• [Reading passage]
───

See how some of the words we consider to be “innocent” enough to be in an email’s body copy and subject line can cause email campaigns to trigger spam filters? Make sure to use words like “Offer” or “Reminder” wisely, and make sure to steer clear of symbols like “$$” or too many exclamation marks.
Another issue we could raise in regards to poor deliverability is how GDPR compliant your campaigns are. Buying lists or even sending emails to non-interested people can be considered a GDPR violation. Especially if you’re not careful with the lead generation services you’re using.
Lastly, and perhaps, most importantly, your deliverability rates will suffer if you’re not careful of maintaining a pristine sender reputation.
At this stage, you will need to invest in an IP address that will allow ISPs to track and trace your email campaigns. It can be either a dedicated or a shared IP address. Use the former if you’ve got a large sending volume. The latter is for lower sending volumes that can “absorb” the mistakes of other senders – or your own -, while the shared volume will optimize your sender reputation, provided all companies that share this pool will implement deliverability best practices.
On the other hand, larger send volumes call for a dedicated IP address. The deliverability score will be solely your responsibility in that case, but so will mistakes and penalties that are a lot harder to bounce back from.
It’s time to recap since there are a lot of malpractices to look out for that can harm your deliverability rates without you even realizing it.
- Buying email lists instead of creating your own raises a GDPR issue and puts you in danger of being marked as a spammer by ISPs and customers alike.
- Creating non-engaging emails that won’t be shared, forwarded, or even opened won’t signal that you’re a spammer, but it won’t do you any favors either.
- Having a sign-up process that is either too complex or too indifferent. Neither will help you build your list because the former will cause a lot of unnecessary friction, whereas the latter won’t create a memorable experience for your prospects.
- Using spammy words and content that can trigger spam filters, creating email content that doesn’t look pristine on all devices, and using link shorteners will land you straight into the spam folder.
There are a couple more don’ts we haven’t discussed yet, though. One is not to use generic email addresses or any email address that doesn’t include a company email.

───

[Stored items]
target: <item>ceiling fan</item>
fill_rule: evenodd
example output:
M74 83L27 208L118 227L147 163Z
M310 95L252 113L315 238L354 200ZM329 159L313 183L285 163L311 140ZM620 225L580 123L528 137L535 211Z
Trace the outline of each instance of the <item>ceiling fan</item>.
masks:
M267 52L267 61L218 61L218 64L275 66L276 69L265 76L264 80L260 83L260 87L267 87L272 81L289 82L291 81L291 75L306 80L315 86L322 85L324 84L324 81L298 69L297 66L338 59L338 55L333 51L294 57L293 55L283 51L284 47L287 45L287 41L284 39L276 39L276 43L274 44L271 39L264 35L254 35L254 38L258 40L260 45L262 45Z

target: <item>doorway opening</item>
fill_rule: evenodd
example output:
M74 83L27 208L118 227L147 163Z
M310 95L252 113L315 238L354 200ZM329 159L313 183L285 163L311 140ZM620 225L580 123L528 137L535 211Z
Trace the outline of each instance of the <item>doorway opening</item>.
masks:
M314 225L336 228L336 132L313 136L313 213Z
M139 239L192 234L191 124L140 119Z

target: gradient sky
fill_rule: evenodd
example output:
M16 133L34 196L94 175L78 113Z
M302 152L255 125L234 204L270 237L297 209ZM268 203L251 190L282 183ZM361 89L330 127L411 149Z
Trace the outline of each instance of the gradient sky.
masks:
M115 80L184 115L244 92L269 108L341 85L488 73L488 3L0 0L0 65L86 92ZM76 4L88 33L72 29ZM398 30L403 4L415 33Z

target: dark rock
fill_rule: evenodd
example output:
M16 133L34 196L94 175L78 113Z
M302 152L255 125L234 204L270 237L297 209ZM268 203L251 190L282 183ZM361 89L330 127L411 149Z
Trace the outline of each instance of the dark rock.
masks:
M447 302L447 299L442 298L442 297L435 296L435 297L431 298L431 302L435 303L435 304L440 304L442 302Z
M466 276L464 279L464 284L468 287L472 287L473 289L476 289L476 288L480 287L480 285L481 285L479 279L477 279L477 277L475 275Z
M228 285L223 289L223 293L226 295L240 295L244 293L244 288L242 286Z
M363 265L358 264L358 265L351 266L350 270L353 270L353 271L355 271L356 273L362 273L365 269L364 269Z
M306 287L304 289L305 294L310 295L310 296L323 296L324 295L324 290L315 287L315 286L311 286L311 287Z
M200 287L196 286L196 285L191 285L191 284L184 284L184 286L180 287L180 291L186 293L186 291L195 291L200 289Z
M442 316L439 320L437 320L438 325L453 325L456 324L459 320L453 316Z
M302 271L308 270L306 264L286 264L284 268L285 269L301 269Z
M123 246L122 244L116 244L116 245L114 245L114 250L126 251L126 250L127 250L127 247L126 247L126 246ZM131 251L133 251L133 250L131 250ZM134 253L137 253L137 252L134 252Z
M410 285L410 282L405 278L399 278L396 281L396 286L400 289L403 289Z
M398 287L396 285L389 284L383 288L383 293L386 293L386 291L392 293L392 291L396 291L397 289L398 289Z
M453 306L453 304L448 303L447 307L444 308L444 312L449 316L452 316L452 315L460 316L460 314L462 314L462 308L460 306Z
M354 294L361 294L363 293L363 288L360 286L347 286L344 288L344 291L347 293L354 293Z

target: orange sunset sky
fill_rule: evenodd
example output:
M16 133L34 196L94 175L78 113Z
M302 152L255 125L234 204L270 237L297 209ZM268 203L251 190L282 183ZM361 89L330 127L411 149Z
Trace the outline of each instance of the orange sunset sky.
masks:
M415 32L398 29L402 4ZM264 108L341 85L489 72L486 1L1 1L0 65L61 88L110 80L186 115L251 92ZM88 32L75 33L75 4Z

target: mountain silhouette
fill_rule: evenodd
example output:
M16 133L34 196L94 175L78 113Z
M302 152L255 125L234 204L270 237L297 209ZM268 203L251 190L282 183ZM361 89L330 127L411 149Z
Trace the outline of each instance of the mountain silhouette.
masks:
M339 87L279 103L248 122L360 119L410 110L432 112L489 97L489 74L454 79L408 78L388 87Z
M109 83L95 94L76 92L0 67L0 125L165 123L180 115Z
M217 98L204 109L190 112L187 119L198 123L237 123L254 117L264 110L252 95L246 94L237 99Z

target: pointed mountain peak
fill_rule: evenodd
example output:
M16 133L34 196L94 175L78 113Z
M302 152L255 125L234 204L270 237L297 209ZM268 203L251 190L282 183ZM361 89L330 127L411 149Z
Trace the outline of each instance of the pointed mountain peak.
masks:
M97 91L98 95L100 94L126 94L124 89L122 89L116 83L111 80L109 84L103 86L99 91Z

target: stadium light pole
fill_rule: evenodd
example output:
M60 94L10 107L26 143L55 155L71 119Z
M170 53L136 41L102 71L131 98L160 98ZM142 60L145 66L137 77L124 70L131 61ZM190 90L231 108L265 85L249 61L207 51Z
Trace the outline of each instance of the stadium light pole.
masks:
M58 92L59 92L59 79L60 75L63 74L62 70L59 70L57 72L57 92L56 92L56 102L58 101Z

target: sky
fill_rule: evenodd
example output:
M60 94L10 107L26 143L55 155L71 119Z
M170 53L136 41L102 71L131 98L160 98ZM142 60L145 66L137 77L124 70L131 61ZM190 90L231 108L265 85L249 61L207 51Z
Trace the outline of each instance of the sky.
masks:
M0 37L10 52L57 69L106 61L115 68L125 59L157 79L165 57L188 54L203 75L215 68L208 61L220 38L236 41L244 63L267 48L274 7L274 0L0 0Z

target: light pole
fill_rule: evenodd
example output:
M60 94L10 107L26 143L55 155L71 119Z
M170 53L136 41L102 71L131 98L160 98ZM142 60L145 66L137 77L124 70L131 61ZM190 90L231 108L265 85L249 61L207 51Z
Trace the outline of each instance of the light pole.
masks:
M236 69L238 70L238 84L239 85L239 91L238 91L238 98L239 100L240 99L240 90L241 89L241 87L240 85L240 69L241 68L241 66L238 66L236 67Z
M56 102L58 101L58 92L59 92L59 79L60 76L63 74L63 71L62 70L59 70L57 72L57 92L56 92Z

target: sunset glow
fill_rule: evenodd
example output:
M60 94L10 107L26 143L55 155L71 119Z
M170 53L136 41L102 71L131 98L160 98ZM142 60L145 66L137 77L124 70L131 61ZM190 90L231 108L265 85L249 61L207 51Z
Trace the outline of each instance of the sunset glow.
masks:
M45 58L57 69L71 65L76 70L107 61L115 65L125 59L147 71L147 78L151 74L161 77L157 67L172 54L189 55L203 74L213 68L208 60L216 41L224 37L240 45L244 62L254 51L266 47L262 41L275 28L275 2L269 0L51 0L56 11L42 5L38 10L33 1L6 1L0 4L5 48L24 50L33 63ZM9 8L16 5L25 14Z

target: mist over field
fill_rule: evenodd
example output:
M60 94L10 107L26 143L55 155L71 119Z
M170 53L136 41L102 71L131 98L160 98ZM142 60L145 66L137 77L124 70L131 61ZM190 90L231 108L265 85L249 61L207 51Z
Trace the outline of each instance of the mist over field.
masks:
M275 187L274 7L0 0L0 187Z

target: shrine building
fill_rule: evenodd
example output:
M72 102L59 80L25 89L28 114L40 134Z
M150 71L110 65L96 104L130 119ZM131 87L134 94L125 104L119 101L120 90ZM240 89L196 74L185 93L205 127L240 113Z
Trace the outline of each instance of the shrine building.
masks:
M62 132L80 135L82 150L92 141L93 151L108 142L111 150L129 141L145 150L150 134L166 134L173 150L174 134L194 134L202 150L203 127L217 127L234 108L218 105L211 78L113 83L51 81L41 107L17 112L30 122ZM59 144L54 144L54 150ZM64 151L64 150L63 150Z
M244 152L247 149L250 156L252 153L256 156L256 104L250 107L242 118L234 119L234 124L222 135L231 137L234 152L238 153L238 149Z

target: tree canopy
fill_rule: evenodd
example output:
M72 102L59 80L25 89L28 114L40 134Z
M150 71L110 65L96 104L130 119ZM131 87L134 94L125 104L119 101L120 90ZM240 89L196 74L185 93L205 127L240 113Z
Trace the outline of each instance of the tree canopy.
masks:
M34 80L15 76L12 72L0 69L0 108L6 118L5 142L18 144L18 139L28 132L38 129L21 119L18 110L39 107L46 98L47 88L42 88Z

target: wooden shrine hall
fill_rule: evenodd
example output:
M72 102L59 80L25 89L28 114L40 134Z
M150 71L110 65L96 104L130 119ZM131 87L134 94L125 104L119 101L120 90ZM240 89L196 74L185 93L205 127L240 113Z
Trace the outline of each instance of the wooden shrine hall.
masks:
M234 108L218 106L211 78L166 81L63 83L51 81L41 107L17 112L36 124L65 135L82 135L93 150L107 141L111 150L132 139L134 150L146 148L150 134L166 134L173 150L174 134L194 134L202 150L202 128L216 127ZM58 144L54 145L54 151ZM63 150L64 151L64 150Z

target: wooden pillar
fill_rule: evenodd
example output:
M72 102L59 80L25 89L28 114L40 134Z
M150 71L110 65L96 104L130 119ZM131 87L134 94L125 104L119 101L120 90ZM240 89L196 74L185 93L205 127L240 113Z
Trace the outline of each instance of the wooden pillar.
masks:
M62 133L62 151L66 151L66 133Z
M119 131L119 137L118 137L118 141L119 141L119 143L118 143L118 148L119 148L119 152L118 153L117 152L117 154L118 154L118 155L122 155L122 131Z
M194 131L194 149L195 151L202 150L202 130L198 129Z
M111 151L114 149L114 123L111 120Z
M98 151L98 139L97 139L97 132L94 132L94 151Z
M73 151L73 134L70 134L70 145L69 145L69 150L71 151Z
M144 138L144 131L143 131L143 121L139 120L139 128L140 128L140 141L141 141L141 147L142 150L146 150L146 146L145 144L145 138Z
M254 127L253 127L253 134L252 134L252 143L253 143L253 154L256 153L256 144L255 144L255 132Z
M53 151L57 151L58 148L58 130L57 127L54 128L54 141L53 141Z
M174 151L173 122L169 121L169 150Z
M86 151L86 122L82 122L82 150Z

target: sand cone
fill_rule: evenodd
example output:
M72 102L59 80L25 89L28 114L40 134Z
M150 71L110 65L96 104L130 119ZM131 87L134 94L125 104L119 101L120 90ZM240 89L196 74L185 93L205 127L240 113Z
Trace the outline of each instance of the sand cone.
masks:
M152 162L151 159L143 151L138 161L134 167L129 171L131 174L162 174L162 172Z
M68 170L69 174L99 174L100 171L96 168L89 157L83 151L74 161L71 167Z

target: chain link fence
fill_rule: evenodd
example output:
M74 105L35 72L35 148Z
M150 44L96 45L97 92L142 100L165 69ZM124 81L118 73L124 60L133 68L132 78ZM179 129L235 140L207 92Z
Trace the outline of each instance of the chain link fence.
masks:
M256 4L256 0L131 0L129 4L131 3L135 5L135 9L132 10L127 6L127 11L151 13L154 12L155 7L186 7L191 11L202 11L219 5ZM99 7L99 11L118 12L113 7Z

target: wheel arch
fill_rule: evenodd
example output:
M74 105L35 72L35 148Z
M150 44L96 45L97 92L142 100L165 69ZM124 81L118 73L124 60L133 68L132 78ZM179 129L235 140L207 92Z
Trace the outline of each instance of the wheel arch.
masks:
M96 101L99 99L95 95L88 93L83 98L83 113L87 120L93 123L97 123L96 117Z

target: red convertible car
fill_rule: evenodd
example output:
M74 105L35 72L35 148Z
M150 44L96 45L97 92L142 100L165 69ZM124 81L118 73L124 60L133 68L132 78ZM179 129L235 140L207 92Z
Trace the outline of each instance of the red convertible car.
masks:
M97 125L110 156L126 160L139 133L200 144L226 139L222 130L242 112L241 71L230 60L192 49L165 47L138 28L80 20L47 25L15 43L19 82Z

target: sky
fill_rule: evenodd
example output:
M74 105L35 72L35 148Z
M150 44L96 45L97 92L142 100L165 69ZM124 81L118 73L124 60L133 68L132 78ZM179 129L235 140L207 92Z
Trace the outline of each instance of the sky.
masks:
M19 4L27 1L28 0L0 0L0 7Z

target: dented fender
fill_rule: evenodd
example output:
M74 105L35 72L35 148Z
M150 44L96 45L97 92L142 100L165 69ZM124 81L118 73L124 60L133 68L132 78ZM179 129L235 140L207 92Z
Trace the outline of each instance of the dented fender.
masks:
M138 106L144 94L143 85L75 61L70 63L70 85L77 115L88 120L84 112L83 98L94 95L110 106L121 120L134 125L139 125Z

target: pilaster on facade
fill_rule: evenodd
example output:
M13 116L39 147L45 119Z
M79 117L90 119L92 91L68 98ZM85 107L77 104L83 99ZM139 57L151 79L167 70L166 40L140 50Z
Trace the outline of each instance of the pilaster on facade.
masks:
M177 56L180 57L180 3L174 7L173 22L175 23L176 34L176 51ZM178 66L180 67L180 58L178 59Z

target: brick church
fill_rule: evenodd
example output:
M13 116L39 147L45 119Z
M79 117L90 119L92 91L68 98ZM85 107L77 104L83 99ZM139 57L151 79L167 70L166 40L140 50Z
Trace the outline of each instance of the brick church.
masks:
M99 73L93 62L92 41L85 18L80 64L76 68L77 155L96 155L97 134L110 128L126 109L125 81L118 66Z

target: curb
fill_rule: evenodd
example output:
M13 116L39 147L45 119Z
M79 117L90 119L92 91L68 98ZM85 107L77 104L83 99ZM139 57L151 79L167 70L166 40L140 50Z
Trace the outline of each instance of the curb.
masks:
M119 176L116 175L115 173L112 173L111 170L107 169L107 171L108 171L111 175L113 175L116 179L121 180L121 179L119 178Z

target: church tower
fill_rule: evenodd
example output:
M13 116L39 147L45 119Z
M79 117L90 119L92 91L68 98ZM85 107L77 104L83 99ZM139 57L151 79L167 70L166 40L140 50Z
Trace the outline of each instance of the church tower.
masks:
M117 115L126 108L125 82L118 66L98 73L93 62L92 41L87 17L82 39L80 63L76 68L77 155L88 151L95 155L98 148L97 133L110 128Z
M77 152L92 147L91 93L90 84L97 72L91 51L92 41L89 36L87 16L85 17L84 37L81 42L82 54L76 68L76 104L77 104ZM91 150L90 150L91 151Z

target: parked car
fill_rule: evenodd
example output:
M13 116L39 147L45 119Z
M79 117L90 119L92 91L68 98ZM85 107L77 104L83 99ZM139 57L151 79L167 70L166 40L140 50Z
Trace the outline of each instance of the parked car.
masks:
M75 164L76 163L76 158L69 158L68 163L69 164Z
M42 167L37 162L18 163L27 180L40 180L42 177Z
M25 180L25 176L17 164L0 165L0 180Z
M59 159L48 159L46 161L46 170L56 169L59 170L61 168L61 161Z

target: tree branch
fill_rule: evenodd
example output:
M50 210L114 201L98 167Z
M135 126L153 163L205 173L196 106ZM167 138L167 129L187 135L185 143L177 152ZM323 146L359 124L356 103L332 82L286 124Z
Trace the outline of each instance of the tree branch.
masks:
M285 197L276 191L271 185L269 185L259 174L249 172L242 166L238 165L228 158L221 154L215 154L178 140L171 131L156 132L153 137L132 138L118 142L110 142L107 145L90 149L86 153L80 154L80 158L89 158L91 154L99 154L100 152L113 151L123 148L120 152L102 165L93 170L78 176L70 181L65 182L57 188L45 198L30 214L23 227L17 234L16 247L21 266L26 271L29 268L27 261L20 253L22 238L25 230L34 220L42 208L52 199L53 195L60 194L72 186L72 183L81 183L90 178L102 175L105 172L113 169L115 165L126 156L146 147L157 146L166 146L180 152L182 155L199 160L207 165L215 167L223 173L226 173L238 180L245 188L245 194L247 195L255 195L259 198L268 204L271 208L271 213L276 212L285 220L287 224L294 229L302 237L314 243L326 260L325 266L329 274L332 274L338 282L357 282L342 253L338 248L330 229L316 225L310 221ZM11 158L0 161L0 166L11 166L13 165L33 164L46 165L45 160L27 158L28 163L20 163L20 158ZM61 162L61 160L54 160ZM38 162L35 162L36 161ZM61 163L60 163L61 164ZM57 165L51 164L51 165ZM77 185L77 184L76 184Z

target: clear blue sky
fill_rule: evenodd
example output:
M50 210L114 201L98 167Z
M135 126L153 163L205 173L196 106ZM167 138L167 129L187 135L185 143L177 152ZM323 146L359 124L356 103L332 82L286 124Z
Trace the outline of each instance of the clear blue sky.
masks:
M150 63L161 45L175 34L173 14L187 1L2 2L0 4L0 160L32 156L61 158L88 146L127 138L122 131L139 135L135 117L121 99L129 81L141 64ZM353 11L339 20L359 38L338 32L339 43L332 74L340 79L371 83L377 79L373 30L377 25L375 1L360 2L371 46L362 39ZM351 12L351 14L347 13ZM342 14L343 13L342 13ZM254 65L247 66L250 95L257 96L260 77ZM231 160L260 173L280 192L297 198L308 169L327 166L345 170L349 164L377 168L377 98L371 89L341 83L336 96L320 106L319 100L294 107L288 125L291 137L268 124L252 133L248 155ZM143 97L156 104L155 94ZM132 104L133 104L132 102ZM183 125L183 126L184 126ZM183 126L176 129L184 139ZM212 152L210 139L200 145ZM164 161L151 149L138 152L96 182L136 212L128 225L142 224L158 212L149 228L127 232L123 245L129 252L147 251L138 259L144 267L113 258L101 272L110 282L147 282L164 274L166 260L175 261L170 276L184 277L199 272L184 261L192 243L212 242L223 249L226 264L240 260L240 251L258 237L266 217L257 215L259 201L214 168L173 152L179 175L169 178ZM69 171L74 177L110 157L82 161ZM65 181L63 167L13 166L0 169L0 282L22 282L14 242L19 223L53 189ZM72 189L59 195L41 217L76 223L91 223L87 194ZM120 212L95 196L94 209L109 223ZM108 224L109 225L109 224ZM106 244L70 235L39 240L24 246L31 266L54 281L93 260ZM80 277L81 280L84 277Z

───

• [Activity 1] In the email deliverability text, what kind of IP address is recommended for larger send volumes?
• [Activity 2] Carry on writing the email deliverability text, starting after its final sentence.

• [Response 1] A dedicated IP address.

• [Response 2]
A generic email address looks impersonal and doesn’t represent a living organism with an innovative content marketing vision – which is what your brand should be presented as – but rather a detached, unapproachable brand that doesn’t value its customers.
On the other hand, email addresses that are not company emails – especially @gmail addresses – won’t represent your brand and don’t even correspond to a brand in the first place. Since you can’t showcase who you are, your email campaign will be considered to be spam.
Finally, non-segmented email campaigns can also harm your deliverability. Just take a look at this statistic:
Segmented email marketing campaigns that can produce a personalized email design and relevant marketing messages will be shared and have more open and click-through rates. This, to ISPs, is an indication that your content is valuable, hence, not spammy.
The challenges of email marketing are more than simply deliverability rates. Not creating user personas and not A/B testing your email marketing campaigns, your subject lines, and your content overall could harm your open and click-through rates. This will result in getting a lower ROI than the one you expected and not fully enjoying the benefits of email marketing.
Also, not using double opt-in and not using a clear and transparent sign-up and unsubscribe process could harm your deliverability rates. Creating the image of a brand that either doesn’t care for its prospects or isn’t good enough to remain top-of-mind never did anyone any favors.